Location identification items
>> begin

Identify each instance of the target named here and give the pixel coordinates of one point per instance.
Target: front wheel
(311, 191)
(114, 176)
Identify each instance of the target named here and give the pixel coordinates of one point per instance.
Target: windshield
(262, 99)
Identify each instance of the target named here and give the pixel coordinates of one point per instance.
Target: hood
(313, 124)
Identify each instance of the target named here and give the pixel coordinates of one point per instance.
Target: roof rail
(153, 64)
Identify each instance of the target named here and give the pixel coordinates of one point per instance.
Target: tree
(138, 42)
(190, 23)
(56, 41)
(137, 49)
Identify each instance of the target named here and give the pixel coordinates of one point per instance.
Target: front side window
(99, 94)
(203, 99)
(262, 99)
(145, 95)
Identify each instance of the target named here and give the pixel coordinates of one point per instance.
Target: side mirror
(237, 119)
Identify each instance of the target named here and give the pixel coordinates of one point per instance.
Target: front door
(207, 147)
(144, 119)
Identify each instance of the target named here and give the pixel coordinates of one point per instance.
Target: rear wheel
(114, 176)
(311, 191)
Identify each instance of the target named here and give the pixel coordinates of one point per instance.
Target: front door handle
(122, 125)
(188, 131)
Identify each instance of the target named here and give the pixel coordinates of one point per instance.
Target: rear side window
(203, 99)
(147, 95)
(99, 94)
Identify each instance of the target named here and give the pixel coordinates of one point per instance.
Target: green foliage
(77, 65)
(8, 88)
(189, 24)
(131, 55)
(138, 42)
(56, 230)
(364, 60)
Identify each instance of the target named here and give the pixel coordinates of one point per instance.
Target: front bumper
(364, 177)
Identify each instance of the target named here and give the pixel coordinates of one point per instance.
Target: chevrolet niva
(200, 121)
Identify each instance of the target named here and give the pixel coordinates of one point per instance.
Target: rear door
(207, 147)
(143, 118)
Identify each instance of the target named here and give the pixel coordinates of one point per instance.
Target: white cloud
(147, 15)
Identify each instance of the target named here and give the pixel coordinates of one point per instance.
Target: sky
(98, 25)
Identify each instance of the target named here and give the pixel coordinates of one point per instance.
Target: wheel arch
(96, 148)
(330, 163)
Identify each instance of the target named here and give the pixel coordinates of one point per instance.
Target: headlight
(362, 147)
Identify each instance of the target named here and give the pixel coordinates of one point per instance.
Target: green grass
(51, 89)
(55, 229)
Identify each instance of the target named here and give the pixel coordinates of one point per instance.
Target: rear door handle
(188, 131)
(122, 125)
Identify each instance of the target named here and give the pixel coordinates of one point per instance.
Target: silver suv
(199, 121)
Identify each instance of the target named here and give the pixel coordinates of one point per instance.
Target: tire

>> end

◆ PROBLEM DETAILS: Identify each line in the records above that contains the string "rear", and copy every such line in full.

◆ ANSWER FOR THIS EXERCISE:
Target: rear wheel
Target: rear side window
Target: rear door
Target: rear door handle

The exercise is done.